_What the task asks_
Switch every "excavator bucket" in the lines below to "loader bucket", and leave the rest of each line as it is.

_Data supplied_

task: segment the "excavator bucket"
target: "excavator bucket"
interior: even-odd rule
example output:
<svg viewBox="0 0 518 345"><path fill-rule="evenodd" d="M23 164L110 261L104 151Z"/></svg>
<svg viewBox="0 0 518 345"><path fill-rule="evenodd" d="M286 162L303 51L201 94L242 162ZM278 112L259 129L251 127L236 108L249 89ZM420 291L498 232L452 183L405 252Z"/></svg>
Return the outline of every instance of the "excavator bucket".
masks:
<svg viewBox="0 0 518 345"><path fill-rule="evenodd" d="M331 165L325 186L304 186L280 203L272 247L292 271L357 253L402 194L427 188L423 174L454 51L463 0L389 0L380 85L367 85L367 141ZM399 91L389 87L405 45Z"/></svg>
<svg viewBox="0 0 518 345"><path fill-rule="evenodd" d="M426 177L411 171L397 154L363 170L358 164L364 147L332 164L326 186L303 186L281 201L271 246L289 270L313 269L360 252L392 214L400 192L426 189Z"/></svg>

_Task solution_
task: segment the "loader bucket"
target: "loader bucket"
interior: even-odd rule
example output:
<svg viewBox="0 0 518 345"><path fill-rule="evenodd" d="M23 164L110 261L104 151Z"/></svg>
<svg viewBox="0 0 518 345"><path fill-rule="evenodd" d="M286 162L303 51L201 94L242 162ZM278 112L259 129L251 127L236 108L249 89ZM420 291L498 232L452 183L405 252Z"/></svg>
Return the outline of every instance of the "loader bucket".
masks:
<svg viewBox="0 0 518 345"><path fill-rule="evenodd" d="M331 165L325 186L304 186L280 203L272 247L292 271L357 253L402 194L427 188L423 174L454 51L463 0L389 0L380 85L367 85L367 141ZM399 91L389 87L405 45Z"/></svg>
<svg viewBox="0 0 518 345"><path fill-rule="evenodd" d="M426 177L411 171L397 154L363 170L358 164L364 147L332 164L326 186L303 186L281 201L271 246L289 270L313 269L360 252L392 214L400 192L426 189Z"/></svg>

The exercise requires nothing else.